#### STATED GOAL
Please state what FIG. 15 shows, according to the extract on job allocation.

#### EXTRACT
++++
With this construction, when a standby time of the job of the next execution target is longer than the predetermined upper limit, the processor searches a job whose priority is lower than that of the job of the next execution target from the jobs that have been already executed by the other processors before executing the job of the next execution target. Then, the processor delivers the job of the next execution target to the other processor that executed the job with lower priority. Therefore, a processor under load delivers the job of the next execution target to a processor that has executed the job whose priority is lower than the job of the next execution target. As a result, the system performance can be kept high and jobs are possibly executed in the order of priority. In addition, since each processor retrieves a processor to which a job of itself is delivered during an execution of a job, any processor is not occupied as a scheduler.

As described above, according to the present invention, a job can be allocated to processors under low load so that the jobs are executed in the order of priority without occupying a processor as a scheduler.

DESCRIPTION OF THE ACCOMPANYING DRAWINGS

FIG. 1 is a block diagram of the computer of the first embodiment according to the present invention,

FIG. 2 shows an example of a data structure of a job management table in the first embodiment,

FIG. 3 shows an example of a data structure of a condition management table in the first embodiment,

FIG. 4 is a flowchart showing a job allocation program in the first embodiment,

FIG. 5 is a flowchart showing a process executed by a processor in the first embodiment,

FIG. 6 is a flowchart showing a condition recording process in the first embodiment,

FIG. 7 is a flowchart showing a job selection process in the first embodiment,

FIG. 8 is a flowchart showing a job deletion process in the first embodiment

FIG. 9 is a time chart showing re-allocation of a job from one processor to another processor in the first embodiment,

FIG. 10 is a block diagram of the computer of the second embodiment according to the present invention,

FIG. 11 shows an example of a data structure of a job management table in the second embodiment

FIG. 12 is a flowchart showing a process executed by a processor in the second embodiment,

FIG. 13 is a flowchart showing a job selection process in the second embodiment,

FIG. 14 is a flowchart showing a job deletion process in the second embodiment,

FIG. 15 is a flowchart showing a load monitoring process in the second embodiment,

FIG. 16 is a flowchart showing a first half of an allocation subroutine in the second embodiment,

FIG. 17 is a flowchart showing a second half of the allocation subroutine in the second embodiment, and

FIG. 18 shows examples of the job management tables of three processors when a job allocated to one processor is re-allocated to another processor in the second embodiment.
++++
Stored records
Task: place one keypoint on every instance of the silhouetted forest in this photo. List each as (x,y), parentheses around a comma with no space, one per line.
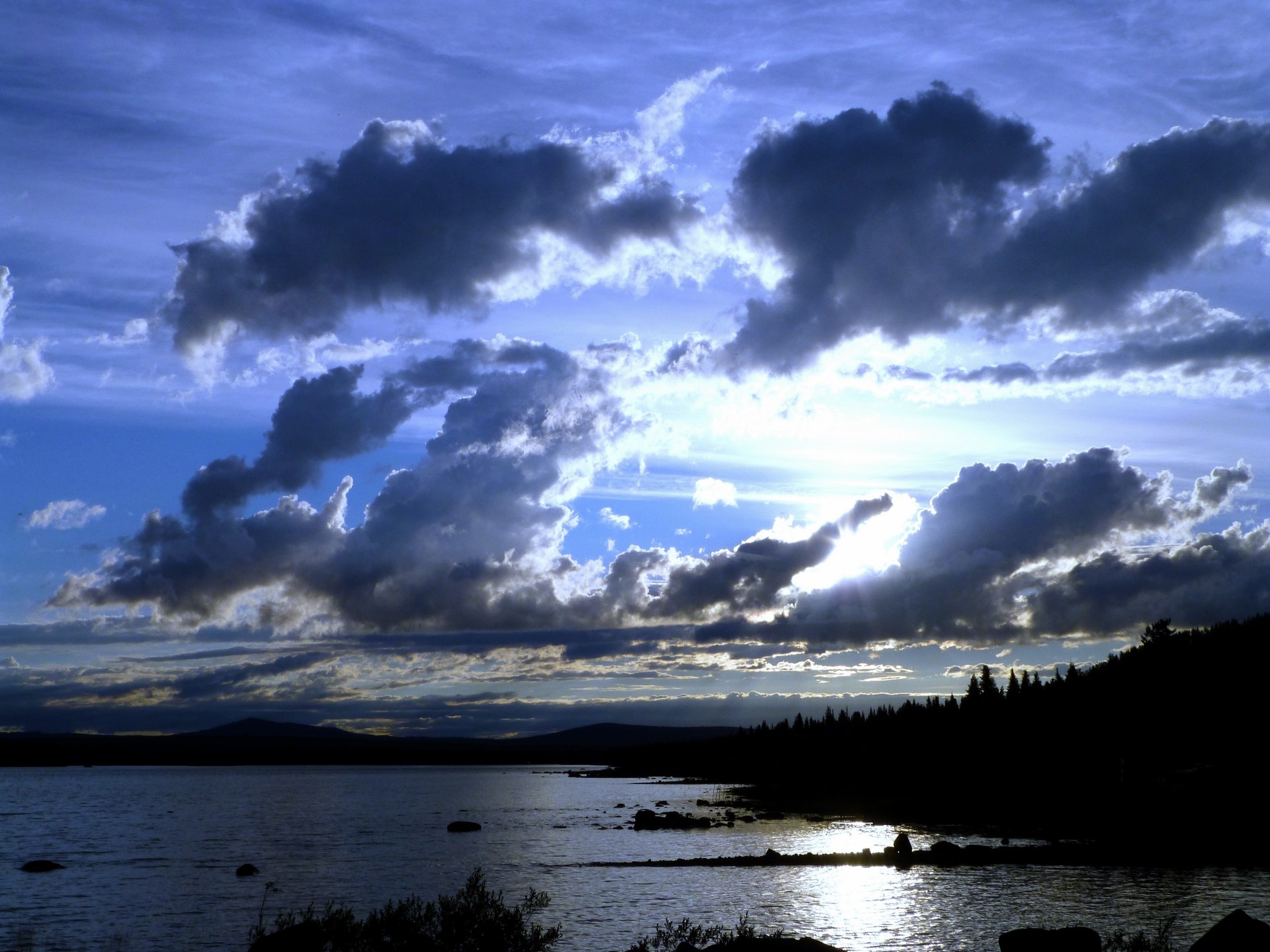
(1156,740)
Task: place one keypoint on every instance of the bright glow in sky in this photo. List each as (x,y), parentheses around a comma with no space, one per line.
(495,368)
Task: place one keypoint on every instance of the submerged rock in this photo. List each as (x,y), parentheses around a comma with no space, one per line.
(302,937)
(1074,938)
(41,866)
(1235,933)
(669,820)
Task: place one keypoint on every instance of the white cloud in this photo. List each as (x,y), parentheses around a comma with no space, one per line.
(712,492)
(135,332)
(23,372)
(65,514)
(609,516)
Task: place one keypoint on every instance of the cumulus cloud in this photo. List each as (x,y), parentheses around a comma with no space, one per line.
(23,372)
(65,514)
(611,518)
(400,218)
(470,537)
(317,420)
(710,492)
(995,537)
(934,216)
(135,332)
(1167,332)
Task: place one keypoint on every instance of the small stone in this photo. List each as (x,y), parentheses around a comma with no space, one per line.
(41,866)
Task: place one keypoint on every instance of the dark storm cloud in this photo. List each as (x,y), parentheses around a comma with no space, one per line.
(920,221)
(468,539)
(1212,578)
(987,539)
(400,218)
(752,575)
(465,539)
(317,420)
(1177,332)
(876,219)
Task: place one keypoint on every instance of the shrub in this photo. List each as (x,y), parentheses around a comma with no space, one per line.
(474,920)
(1162,941)
(669,935)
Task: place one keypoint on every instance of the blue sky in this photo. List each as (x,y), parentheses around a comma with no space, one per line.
(671,325)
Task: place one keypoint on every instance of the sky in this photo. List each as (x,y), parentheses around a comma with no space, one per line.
(495,368)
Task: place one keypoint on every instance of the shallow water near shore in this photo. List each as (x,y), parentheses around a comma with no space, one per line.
(151,852)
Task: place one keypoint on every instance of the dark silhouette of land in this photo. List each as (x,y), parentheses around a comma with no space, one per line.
(261,742)
(1155,746)
(1161,746)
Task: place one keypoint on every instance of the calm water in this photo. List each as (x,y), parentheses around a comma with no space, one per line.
(150,856)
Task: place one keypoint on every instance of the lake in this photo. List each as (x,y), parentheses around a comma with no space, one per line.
(150,856)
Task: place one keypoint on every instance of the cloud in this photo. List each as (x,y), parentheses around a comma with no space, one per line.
(135,332)
(710,492)
(468,539)
(753,575)
(65,514)
(317,420)
(996,536)
(400,218)
(1174,331)
(1214,576)
(23,372)
(937,215)
(876,219)
(611,518)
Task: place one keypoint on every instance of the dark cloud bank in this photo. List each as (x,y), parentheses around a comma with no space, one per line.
(402,218)
(935,216)
(919,221)
(472,539)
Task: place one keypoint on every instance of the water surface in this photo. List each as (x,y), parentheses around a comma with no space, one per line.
(150,856)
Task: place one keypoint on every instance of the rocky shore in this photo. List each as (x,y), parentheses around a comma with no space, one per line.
(947,853)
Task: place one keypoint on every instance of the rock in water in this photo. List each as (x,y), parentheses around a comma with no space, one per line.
(302,937)
(41,866)
(1075,938)
(1235,933)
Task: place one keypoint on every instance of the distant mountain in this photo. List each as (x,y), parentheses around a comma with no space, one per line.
(261,728)
(620,735)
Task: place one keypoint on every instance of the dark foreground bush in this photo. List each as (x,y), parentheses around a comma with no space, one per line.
(474,920)
(1161,941)
(671,935)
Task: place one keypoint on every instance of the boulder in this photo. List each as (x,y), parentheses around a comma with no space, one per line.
(1075,938)
(302,937)
(41,866)
(669,820)
(774,943)
(1235,933)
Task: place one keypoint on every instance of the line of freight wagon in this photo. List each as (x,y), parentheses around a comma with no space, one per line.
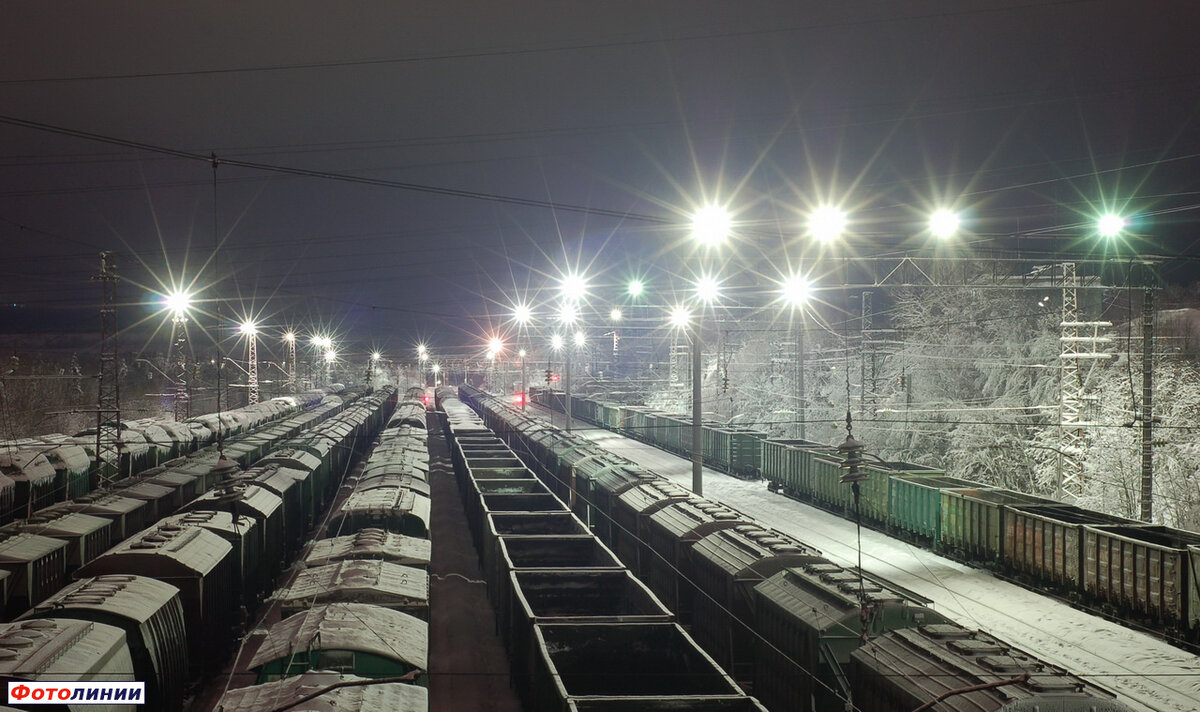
(165,604)
(349,629)
(795,629)
(1143,575)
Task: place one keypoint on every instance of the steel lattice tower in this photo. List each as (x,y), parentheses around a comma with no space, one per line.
(292,364)
(108,405)
(1077,346)
(252,368)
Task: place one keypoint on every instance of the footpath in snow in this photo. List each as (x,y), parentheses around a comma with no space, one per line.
(1145,672)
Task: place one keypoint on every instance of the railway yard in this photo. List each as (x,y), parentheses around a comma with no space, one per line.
(388,550)
(1146,671)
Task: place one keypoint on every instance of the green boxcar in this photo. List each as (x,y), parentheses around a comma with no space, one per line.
(1044,542)
(973,524)
(744,456)
(610,416)
(916,504)
(637,422)
(1145,572)
(784,461)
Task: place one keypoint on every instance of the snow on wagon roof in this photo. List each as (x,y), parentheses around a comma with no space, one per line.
(381,582)
(348,626)
(275,695)
(120,594)
(371,543)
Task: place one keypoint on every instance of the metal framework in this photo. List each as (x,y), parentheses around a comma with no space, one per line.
(108,404)
(252,369)
(292,365)
(1078,346)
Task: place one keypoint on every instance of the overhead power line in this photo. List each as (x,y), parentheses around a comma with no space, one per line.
(339,177)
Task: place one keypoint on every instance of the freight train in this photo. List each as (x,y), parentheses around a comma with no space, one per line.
(1144,575)
(162,605)
(41,471)
(796,629)
(353,627)
(581,630)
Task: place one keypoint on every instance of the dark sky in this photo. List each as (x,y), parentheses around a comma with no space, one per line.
(504,143)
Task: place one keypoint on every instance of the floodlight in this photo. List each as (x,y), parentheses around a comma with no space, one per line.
(711,226)
(943,223)
(681,316)
(708,289)
(796,291)
(827,223)
(574,287)
(1110,225)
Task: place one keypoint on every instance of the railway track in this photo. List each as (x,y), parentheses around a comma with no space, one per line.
(1144,671)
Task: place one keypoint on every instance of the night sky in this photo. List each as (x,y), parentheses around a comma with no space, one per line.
(401,172)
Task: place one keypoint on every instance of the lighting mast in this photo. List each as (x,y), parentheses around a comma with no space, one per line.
(251,333)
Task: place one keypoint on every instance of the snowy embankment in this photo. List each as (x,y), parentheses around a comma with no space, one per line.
(1145,672)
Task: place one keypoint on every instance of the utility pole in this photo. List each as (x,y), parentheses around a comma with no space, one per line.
(1075,347)
(108,404)
(801,406)
(697,458)
(252,371)
(864,329)
(1147,405)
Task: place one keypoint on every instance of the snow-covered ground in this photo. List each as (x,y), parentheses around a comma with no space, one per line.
(1145,672)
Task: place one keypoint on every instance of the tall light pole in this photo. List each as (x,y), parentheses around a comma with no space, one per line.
(330,357)
(556,345)
(179,304)
(568,315)
(796,292)
(522,315)
(291,339)
(711,227)
(682,318)
(525,375)
(251,330)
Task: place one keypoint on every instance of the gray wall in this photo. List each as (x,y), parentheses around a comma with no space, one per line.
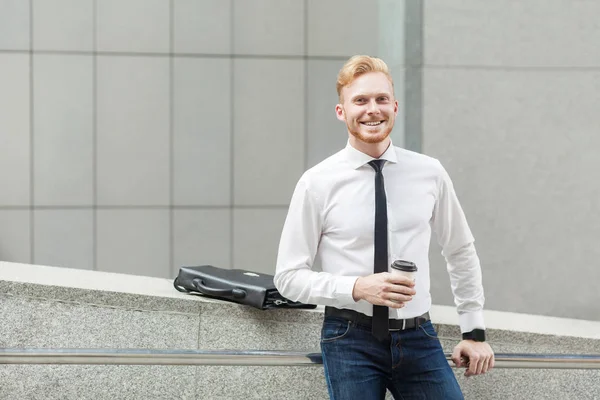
(511,99)
(140,135)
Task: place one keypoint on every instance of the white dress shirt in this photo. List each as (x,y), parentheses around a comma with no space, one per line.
(331,219)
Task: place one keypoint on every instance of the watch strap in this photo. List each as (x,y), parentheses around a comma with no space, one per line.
(477,335)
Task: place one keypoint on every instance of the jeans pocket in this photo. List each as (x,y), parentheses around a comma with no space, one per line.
(334,329)
(428,330)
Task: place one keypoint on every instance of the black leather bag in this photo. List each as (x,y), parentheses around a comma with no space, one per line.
(236,285)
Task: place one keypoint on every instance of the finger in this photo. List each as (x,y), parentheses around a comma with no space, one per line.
(398,298)
(482,367)
(474,363)
(456,358)
(486,365)
(401,289)
(400,280)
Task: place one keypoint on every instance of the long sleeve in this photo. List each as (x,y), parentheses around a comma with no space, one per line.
(455,238)
(294,277)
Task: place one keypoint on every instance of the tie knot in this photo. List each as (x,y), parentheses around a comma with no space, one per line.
(377,164)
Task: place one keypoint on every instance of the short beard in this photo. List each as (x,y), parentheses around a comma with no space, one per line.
(370,139)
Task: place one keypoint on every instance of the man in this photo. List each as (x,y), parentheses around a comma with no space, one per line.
(357,212)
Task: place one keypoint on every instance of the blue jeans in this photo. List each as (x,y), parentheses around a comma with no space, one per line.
(410,363)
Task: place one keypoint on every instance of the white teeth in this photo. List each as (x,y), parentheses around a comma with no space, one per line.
(372,123)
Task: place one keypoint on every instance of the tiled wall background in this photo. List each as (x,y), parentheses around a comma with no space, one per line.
(137,136)
(140,135)
(511,98)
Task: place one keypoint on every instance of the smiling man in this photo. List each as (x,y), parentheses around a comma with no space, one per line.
(357,212)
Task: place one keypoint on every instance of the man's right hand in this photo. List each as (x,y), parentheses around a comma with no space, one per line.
(384,289)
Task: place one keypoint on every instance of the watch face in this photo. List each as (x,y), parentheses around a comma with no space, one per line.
(477,335)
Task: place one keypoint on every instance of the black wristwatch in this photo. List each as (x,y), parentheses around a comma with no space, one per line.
(477,335)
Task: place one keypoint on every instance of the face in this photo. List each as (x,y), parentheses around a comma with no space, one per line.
(369,107)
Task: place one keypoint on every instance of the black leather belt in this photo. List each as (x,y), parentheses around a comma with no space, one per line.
(362,319)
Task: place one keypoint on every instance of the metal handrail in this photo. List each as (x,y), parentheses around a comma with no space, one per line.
(255,358)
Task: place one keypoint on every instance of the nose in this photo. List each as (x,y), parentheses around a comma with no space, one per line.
(372,107)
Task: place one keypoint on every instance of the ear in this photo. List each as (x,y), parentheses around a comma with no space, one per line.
(339,112)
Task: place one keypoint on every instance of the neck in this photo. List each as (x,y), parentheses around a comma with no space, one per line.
(374,150)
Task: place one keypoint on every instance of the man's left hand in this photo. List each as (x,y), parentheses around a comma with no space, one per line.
(478,357)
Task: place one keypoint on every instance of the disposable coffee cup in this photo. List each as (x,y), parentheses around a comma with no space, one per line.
(405,268)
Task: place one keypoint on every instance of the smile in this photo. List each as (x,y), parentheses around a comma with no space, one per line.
(373,123)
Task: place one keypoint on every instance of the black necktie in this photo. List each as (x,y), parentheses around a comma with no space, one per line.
(380,326)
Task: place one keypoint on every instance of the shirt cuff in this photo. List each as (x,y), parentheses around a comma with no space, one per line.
(471,320)
(344,288)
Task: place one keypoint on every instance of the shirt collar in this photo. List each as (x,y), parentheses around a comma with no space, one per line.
(357,159)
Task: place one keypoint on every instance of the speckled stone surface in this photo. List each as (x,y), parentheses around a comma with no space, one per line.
(28,322)
(35,315)
(96,382)
(185,304)
(257,334)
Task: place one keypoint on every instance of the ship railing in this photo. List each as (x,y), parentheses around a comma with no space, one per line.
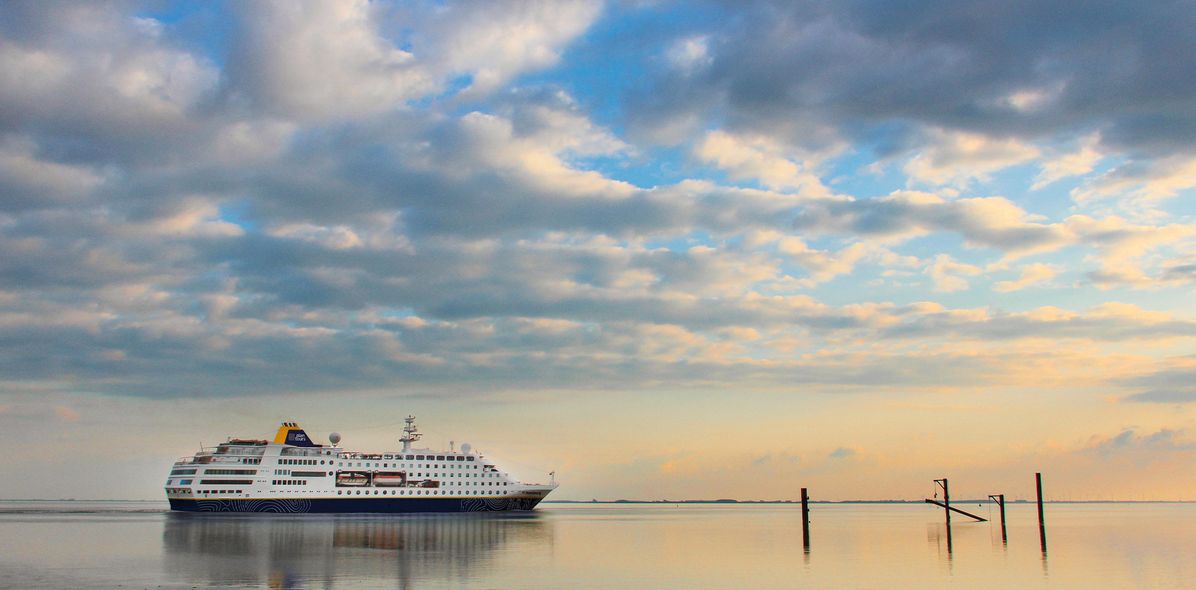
(303,452)
(361,455)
++++
#### FULL SOLUTION
FIG. 15 is a flowchart showing a load monitoring process in the second embodiment.